— BEGIN Materials provided —
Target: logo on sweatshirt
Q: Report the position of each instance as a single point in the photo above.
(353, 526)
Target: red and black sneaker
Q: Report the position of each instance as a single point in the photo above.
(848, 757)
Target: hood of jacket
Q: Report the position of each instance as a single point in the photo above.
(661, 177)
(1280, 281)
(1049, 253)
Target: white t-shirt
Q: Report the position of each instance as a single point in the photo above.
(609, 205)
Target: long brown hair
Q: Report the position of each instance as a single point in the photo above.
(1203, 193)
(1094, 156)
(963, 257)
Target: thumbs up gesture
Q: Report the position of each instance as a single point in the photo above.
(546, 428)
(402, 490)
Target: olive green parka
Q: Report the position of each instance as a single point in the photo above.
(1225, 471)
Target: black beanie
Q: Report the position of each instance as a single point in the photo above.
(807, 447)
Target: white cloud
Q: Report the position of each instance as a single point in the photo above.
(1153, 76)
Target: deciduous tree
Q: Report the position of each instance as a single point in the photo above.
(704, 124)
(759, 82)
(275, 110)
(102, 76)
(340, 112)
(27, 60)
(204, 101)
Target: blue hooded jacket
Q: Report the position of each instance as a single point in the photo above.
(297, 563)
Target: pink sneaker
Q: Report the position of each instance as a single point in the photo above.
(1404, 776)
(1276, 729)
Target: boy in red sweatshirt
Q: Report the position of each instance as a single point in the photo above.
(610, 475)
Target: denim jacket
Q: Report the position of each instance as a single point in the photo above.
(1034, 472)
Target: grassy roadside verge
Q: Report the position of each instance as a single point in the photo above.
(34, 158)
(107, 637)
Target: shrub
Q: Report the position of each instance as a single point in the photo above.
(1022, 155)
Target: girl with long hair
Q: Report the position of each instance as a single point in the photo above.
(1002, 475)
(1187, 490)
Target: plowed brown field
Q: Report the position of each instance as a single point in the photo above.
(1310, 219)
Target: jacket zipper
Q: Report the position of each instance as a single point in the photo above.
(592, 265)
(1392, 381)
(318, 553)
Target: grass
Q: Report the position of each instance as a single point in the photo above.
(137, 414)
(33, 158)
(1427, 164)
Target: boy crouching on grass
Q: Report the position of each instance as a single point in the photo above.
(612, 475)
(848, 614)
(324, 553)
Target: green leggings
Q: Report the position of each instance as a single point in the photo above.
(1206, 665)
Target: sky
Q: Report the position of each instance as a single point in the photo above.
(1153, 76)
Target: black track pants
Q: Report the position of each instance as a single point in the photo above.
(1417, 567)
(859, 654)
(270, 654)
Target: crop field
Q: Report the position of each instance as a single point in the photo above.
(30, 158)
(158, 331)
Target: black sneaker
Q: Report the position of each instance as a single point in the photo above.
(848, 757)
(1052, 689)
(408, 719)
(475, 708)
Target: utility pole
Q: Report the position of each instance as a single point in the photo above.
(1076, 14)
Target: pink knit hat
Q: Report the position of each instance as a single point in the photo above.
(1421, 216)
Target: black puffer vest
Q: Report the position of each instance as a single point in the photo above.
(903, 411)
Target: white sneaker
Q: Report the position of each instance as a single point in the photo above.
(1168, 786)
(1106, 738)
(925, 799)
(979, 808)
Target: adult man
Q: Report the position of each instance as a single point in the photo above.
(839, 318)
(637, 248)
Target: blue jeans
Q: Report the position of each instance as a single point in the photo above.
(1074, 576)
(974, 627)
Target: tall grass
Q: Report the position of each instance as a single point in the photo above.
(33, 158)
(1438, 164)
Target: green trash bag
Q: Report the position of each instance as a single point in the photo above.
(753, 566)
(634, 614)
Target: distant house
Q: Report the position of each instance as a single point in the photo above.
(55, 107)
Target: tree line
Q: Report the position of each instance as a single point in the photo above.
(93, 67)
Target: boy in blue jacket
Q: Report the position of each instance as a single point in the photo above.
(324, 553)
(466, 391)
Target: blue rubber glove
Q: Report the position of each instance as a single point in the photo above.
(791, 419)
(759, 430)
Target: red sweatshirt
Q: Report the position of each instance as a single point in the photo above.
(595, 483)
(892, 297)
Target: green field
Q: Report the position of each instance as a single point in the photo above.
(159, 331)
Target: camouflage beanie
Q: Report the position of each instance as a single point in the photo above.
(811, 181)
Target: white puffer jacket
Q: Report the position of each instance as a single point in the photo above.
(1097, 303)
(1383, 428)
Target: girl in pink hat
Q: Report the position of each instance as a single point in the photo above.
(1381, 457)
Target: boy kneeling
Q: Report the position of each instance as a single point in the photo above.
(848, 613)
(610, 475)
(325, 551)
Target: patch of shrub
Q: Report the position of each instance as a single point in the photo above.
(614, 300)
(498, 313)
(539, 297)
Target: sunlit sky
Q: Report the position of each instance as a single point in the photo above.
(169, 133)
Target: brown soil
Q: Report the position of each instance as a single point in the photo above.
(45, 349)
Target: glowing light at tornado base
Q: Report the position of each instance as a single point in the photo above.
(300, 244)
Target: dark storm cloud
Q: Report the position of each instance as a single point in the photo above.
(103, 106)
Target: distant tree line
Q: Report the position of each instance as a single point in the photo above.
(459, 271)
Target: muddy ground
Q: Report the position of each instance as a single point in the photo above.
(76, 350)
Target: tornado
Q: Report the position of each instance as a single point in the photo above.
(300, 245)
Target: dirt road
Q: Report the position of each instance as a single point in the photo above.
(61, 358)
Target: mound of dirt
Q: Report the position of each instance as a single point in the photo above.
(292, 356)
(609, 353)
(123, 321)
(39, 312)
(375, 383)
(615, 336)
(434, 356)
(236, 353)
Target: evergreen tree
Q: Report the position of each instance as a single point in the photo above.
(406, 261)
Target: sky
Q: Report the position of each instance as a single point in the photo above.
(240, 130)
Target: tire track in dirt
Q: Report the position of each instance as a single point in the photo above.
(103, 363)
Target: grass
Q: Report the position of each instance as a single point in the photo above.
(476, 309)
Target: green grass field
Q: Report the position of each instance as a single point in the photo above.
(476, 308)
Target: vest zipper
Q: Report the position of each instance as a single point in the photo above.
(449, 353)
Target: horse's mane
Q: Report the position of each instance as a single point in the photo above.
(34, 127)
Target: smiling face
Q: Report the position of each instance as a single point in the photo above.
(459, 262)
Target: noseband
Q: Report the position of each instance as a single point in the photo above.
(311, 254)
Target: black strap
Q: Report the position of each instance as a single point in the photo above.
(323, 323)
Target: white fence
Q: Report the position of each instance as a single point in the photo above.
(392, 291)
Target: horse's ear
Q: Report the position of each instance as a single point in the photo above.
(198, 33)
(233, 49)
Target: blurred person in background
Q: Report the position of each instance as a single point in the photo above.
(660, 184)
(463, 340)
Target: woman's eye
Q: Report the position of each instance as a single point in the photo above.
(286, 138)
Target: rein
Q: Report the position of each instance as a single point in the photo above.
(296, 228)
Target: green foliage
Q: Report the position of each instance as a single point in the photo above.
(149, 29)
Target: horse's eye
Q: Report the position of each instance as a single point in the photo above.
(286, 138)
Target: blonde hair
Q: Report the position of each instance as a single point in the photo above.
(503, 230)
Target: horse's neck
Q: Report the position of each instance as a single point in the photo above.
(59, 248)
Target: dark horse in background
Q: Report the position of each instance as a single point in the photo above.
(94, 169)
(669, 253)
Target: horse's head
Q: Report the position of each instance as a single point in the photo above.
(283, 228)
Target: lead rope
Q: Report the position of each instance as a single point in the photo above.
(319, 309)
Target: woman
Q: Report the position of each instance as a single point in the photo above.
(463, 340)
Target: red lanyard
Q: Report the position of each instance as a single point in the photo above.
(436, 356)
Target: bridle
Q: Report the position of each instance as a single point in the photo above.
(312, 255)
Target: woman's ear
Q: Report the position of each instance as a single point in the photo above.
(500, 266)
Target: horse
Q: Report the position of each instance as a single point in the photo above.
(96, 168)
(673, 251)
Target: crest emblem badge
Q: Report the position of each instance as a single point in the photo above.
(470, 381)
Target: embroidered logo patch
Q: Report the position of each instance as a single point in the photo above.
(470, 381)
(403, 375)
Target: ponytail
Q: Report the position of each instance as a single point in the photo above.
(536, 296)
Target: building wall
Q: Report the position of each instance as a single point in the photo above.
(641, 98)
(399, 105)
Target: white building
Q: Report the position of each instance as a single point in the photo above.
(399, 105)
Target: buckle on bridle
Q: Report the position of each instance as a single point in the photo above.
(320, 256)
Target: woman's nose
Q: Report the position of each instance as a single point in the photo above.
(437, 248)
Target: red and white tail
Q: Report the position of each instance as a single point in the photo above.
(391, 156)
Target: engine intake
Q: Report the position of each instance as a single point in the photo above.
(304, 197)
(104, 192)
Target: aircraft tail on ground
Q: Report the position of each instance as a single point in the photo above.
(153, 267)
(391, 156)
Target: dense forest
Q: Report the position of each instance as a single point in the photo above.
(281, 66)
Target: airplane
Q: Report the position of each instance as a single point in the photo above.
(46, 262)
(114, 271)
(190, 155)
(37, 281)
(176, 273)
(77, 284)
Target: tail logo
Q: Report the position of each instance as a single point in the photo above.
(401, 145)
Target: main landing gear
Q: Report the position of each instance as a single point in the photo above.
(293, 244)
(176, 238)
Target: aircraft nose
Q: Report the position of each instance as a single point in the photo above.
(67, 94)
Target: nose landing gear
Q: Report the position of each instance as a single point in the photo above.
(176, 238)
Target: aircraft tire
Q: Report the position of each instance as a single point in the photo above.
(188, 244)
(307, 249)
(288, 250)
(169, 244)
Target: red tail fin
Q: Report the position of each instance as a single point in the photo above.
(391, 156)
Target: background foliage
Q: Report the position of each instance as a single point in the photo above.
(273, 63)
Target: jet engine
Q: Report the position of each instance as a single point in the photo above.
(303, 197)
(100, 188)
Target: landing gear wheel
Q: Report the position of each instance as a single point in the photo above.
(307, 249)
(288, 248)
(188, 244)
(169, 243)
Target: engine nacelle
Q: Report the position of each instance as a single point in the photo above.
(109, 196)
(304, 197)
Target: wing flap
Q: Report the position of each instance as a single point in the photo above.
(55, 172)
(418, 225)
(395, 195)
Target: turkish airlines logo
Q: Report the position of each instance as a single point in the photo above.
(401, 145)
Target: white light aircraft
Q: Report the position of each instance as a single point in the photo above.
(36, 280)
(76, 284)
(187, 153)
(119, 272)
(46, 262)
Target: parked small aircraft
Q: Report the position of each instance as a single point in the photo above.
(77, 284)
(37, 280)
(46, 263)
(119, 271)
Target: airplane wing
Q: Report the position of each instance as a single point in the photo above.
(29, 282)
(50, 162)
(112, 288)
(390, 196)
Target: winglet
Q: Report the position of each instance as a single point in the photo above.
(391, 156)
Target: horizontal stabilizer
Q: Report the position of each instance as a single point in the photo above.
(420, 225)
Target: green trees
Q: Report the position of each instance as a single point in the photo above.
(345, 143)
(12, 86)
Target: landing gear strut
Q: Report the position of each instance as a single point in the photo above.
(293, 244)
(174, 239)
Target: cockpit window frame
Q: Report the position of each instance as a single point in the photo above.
— END Materials provided —
**Directions for this task**. Find "Target: aircraft tire" in the data above, then repeat that line and all lines after it exactly, ending with the final line.

**Right answer**.
Target: aircraft tire
Q: Report the position of each instance as a single point in the photo above.
(188, 244)
(307, 249)
(288, 250)
(169, 244)
Target: red tail fin
Q: Report the position of each instance as a single point in the photo above.
(391, 156)
Target: background foliage
Q: Report the position of each instance as a single point in the photo above.
(273, 63)
Target: jet engine
Q: Report the position of each instance as a single point in the photo above.
(303, 197)
(100, 188)
Target: landing gear wheel
Q: Report the position of each instance as a single point in the photo above.
(307, 249)
(288, 248)
(188, 244)
(169, 243)
Target: engine nacelle
Q: Report the position of each instance as a single point in the photo above.
(109, 196)
(304, 197)
Target: wing flap
Q: Report the position of each instance as a single point in the photo above.
(55, 172)
(418, 225)
(395, 195)
Target: turkish airlines logo
Q: Report the position of each instance as a single point in the photo above.
(401, 145)
Target: white light aircraft
Q: Report the position of each instance as a single point in the photo above.
(36, 280)
(76, 284)
(187, 153)
(119, 272)
(46, 262)
Target: parked small aircraft
Q: Report the position of each instance as a single point in the photo above.
(77, 284)
(37, 280)
(46, 263)
(119, 271)
Target: airplane wing
Q: Report the position of each instance as a single point in the photo above.
(29, 282)
(50, 162)
(112, 288)
(390, 196)
Target: winglet
Q: Report the position of each instance as a single point in the photo above.
(391, 156)
Target: horizontal stabilizer
Q: Report the position of each instance as a single point in the photo above.
(420, 225)
Target: green trees
Q: Report the position of each instance as a single point in the photo above.
(345, 143)
(12, 86)
Target: landing gear strut
Q: Report the position of each instance as a single point in the photo above.
(293, 244)
(174, 239)
Target: cockpit window frame
Q: Report the position of each instance as a single point in the photo above.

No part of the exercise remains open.